> Required task: Please copy out each of the entries below word for word, keeping every line unchanged.

> Working data:
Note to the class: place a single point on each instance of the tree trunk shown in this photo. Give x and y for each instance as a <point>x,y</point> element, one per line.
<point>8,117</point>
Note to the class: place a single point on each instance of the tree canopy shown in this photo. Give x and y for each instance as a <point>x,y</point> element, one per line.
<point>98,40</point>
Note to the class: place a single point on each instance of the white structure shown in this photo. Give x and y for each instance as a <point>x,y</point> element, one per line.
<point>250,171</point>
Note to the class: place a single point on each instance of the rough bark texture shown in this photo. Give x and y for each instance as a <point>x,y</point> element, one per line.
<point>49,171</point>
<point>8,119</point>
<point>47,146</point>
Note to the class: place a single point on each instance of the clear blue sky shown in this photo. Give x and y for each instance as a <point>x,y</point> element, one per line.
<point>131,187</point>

> Exercise result:
Note to the class: place a single point on each instance of the tree trunk shown in this photo. Give x and y for each instance as a <point>x,y</point> element, one per line.
<point>8,117</point>
Note to the class: place a single point on each instance of the tree canopy shown in this photo. Give x and y for each instance as a <point>x,y</point> element, one per line.
<point>98,40</point>
Note to the class: place a single point on each instance of the white structure shown in this photo. Give x and y for each instance as a <point>x,y</point> element, one per line.
<point>250,171</point>
Note to the class: place a single point on each instance of the rough bark texture shown in this photo. Give x and y for each instance as a <point>x,y</point> element, one per line.
<point>49,171</point>
<point>8,119</point>
<point>47,146</point>
Note to the class: place a single point on each instance of the clear blue sky shown in this photo. Give x and y for each instance as a <point>x,y</point> element, one per line.
<point>131,187</point>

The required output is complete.